start Input material
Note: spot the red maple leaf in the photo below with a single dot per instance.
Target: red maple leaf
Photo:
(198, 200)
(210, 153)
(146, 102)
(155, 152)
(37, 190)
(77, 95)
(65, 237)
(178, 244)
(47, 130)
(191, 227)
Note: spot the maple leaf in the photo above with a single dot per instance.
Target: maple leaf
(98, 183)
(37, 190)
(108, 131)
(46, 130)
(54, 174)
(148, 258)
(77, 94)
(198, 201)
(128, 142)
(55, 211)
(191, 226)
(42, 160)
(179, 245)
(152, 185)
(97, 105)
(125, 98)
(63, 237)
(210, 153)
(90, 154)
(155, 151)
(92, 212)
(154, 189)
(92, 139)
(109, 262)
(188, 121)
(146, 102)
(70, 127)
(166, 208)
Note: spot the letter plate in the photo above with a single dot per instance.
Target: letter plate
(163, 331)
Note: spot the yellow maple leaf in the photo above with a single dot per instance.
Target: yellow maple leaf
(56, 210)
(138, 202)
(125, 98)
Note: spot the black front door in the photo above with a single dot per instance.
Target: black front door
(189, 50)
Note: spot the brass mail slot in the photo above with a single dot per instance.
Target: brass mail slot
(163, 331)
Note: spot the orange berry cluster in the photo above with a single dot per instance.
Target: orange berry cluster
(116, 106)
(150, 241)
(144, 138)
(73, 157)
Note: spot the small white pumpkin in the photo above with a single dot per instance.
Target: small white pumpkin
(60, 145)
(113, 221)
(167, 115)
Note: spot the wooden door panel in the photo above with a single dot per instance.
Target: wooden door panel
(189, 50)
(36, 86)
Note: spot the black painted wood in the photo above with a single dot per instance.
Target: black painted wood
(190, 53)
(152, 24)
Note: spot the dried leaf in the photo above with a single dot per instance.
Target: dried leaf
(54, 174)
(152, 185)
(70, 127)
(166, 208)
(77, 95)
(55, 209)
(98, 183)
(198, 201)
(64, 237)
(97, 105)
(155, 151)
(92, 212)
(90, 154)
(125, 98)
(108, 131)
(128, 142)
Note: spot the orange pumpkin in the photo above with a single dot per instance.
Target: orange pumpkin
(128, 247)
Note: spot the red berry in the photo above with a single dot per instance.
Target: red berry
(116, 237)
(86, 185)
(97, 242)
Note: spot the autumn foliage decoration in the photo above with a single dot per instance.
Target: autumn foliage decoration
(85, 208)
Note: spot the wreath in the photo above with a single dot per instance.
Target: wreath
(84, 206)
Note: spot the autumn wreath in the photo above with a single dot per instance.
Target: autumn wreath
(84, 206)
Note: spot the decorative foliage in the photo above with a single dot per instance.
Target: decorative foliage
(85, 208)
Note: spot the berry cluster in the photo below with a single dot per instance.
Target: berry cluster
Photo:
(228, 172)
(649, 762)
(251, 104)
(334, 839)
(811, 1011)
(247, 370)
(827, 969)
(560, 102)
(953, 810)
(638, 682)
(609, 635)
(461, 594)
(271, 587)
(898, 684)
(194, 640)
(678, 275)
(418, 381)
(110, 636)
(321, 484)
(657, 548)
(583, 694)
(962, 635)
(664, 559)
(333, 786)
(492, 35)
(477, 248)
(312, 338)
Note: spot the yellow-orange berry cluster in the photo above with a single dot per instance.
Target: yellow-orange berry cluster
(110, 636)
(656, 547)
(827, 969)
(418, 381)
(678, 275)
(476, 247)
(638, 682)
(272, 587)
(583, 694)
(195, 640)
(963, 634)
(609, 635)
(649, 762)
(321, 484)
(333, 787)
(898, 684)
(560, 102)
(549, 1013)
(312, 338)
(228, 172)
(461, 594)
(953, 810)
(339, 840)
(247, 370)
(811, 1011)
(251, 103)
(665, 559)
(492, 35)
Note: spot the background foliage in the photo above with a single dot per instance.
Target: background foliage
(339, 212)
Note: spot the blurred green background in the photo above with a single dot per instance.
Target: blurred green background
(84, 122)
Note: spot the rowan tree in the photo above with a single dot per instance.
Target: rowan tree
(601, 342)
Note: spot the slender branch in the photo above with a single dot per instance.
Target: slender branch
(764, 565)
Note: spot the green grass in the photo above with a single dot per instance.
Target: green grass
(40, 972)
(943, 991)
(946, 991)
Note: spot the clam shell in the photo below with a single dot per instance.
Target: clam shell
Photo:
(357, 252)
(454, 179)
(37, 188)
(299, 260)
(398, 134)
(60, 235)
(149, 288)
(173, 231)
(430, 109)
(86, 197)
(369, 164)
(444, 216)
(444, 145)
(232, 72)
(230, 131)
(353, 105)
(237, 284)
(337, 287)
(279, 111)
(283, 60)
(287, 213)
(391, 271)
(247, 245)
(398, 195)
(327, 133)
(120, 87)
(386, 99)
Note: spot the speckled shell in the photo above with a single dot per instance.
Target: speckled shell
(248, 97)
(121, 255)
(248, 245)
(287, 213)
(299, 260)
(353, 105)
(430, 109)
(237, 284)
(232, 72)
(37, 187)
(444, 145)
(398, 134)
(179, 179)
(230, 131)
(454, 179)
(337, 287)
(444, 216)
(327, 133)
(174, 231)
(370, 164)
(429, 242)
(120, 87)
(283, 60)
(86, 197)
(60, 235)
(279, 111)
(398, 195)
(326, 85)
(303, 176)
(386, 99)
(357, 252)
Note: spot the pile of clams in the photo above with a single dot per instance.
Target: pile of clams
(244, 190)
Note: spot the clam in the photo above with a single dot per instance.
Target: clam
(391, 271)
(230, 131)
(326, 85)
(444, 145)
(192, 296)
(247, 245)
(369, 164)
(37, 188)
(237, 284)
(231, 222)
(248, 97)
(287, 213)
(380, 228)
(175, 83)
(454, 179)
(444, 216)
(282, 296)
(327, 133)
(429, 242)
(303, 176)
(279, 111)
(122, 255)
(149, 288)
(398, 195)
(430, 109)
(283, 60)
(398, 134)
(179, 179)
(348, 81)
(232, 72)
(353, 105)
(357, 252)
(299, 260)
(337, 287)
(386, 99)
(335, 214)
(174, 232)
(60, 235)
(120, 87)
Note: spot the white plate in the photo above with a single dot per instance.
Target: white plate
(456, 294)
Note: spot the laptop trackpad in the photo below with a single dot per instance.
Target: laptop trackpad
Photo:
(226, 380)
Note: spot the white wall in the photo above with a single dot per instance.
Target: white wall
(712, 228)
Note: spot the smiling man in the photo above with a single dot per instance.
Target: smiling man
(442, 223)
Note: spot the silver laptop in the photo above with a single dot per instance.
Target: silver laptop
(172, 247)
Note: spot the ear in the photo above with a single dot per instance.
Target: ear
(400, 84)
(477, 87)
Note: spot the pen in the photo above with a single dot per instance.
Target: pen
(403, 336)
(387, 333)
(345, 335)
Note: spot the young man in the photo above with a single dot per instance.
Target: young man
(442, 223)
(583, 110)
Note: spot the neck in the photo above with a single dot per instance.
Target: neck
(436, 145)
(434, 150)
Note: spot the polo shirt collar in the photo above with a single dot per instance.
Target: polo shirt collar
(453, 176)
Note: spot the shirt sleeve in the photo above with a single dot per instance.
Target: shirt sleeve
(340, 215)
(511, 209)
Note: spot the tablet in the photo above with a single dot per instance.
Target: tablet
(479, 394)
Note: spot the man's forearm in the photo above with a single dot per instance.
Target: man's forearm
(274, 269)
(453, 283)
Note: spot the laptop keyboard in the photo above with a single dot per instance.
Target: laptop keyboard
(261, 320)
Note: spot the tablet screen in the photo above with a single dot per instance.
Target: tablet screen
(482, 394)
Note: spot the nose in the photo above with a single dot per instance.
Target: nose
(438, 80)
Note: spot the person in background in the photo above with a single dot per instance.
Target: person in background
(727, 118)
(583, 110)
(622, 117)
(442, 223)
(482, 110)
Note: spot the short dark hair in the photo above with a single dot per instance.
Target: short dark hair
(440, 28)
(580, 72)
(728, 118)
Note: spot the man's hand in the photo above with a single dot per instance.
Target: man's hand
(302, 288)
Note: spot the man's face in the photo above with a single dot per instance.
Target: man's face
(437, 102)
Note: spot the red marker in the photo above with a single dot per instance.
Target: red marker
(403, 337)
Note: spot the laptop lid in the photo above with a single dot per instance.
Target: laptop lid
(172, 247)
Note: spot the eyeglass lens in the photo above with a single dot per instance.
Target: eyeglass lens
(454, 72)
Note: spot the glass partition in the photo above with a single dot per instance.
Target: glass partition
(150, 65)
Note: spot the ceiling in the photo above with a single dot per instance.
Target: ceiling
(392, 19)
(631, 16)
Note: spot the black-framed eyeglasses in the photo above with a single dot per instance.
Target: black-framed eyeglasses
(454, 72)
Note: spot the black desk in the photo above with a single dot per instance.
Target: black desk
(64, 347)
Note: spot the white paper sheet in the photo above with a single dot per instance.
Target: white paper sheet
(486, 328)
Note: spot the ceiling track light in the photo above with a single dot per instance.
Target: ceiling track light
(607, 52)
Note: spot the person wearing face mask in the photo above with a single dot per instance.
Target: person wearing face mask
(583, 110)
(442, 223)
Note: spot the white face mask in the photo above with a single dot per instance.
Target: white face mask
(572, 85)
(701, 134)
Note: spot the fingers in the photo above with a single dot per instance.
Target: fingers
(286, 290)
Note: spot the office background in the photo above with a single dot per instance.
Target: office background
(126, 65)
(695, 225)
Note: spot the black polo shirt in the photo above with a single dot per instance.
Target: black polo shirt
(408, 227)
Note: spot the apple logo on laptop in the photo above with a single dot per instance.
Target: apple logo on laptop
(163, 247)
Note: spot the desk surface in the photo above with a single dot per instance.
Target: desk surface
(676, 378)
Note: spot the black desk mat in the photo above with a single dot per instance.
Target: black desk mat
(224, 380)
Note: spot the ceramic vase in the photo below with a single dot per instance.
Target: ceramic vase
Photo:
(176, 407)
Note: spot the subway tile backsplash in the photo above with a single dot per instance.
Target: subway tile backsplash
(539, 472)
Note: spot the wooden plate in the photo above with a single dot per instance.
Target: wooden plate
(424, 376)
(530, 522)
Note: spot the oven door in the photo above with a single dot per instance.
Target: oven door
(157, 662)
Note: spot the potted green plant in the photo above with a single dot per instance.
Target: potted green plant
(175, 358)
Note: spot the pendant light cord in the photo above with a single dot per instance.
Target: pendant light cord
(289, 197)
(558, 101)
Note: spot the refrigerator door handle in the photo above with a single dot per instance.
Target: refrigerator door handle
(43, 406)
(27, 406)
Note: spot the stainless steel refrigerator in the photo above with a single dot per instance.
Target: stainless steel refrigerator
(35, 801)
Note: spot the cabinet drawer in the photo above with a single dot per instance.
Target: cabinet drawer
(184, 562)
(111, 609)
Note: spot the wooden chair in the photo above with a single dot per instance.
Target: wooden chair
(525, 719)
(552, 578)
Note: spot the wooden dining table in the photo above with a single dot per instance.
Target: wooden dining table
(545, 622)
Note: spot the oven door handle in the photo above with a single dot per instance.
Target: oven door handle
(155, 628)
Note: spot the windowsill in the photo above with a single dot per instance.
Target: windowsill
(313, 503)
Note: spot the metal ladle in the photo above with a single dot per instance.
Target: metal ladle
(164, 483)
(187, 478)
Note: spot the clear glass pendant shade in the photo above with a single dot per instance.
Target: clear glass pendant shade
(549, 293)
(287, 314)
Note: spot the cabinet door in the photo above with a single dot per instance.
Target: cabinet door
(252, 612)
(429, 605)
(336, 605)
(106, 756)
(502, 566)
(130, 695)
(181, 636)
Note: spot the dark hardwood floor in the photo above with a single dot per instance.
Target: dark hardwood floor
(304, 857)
end Input material
Directions for this task: Print nothing but the lines from the line with "Note: spot the black desk mat" to the last line of the records above. Both of those lines count.

Answer to the problem:
Note: spot the black desk mat in the photo above with a single dot per instance.
Target: black desk mat
(224, 380)
Note: spot the ceramic vase in the photo below with a single dot per instance.
Target: ceramic vase
Photo:
(176, 407)
Note: spot the subway tile backsplash in the photo above with a single dot per instance.
Target: subway tile backsplash
(539, 472)
Note: spot the wooden plate in the photo above with a single dot per instance.
Target: wooden plate
(424, 376)
(530, 522)
Note: spot the oven door in the photo above with a single dot per instance.
Target: oven door
(157, 662)
Note: spot the potted green plant in the photo above with a single dot per instance.
Target: potted green plant
(175, 358)
Note: spot the pendant light cord in the photo above with a single dot per instance.
Target: pendant light cord
(289, 197)
(558, 101)
Note: spot the refrigerator door handle in the photo above with a single dot per instance.
Target: refrigerator door handle
(43, 406)
(27, 406)
Note: spot the stainless steel refrigerator in the photo above with a single dot per instance.
Target: stainless steel refrigerator
(35, 801)
Note: spot the cabinet drawer in the photo above with a single dot per instance.
Target: cabinet drawer
(184, 562)
(111, 609)
Note: spot the wooden chair in the photo above with a single dot per instance.
Target: wooden chair
(525, 719)
(552, 578)
Note: spot the wooden dining table in the photo above with a single dot per instance.
Target: wooden dining table
(545, 622)
Note: spot the oven door handle in the photo above with a single dot per instance.
Target: oven door handle
(155, 628)
Note: spot the windowsill in the photo above with a single dot per instance.
Target: windowsill
(313, 503)
Note: spot the metal ladle in the photo above with a single dot per instance.
Target: metal ladle
(164, 483)
(187, 478)
Note: spot the clear glass pendant shade in the photo above with a single dot per instance.
Target: clear glass pendant shade
(549, 293)
(287, 314)
Note: spot the cabinet door in the photo above with a single dot per instance.
Target: cabinet door
(252, 612)
(429, 605)
(336, 605)
(106, 756)
(502, 566)
(130, 695)
(181, 636)
Note: spot the dark hardwood floor in the photo above with a single dot per instance.
Target: dark hardwood floor
(304, 857)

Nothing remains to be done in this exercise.